06 / the circuit breaker

There's a failure mode the per-spec design has to handle: the environment is down. A regression run completes with twenty of thirty specs failing, all with similar error fingerprints (HTTP 502, socket hang up, gateway timeout). Spawning twenty diagnose containers in parallel, each one trying to re-run a spec against a dead environment, is wasteful, slow, and produces twenty redundant "the env is down" reports.

The orchestrator has a circuit breaker that checks the run-level cluster size. If more than ~20% of specs in the regression run failed, it switches strategy:

1. Pick the most-representative failing spec (the one whose trace_hash cluster has the most matches across the run: the dominant error pattern).
2. Spawn one diagnose container for that spec only.
3. The single report stands for the whole cluster. Slack message says "the env is down" once, not twenty times.

The trade-off is real. If twenty specs fail with twenty different errors, the circuit breaker still picks one and assumes the others are related. In practice that almost never happens (when a regression run has twenty failures, they're almost always env-correlated). The cost of being wrong is small (one developer manually checks two or three other specs). The cost of not having the circuit breaker is a Slack channel storm and a budget spike.

07 / the Slack notification

This is where the system meets the human. I won't repeat the design from the last post, but two specifics for this use case:

• One colored attachment per failing spec. Red for app bug (the developer needs to look). Amber for flake and script bug (caution, not urgent). Gray for infrastructure and environment (out of dev's hands).
• @-mention only when an investigation failed to complete (timeouts, container errors). Successful investigations don't ping anyone. A green run with all flakes is silent. Real issues are loud.

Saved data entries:
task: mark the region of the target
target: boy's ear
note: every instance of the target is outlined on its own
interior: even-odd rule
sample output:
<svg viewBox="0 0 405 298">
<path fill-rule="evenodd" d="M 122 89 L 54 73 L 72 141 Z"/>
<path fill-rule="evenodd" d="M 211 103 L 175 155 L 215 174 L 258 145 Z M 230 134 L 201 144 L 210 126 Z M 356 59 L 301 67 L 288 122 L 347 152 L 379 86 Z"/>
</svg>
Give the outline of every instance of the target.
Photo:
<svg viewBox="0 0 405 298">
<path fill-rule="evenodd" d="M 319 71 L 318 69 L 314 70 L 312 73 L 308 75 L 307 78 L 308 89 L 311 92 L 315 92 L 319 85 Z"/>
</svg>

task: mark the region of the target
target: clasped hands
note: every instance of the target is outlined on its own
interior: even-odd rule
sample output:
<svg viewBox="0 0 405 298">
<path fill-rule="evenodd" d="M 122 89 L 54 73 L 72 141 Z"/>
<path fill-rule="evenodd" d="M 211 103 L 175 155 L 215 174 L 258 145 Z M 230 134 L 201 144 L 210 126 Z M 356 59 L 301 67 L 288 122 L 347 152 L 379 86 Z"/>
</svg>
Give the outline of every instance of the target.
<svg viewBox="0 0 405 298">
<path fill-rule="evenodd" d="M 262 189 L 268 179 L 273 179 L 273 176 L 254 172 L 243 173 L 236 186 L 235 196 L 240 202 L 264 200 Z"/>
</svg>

### EXERCISE BRIEF
Copy the passage starting with "3. The single" and going on through "a budget spike.", substituting "compromise" for "trade-off".

### REPLY
3. The single report stands for the whole cluster. Slack message says "the env is down" once, not twenty times.

The compromise is real. If twenty specs fail with twenty different errors, the circuit breaker still picks one and assumes the others are related. In practice that almost never happens (when a regression run has twenty failures, they're almost always env-correlated). The cost of being wrong is small (one developer manually checks two or three other specs). The cost of not having the circuit breaker is a Slack channel storm and a budget spike.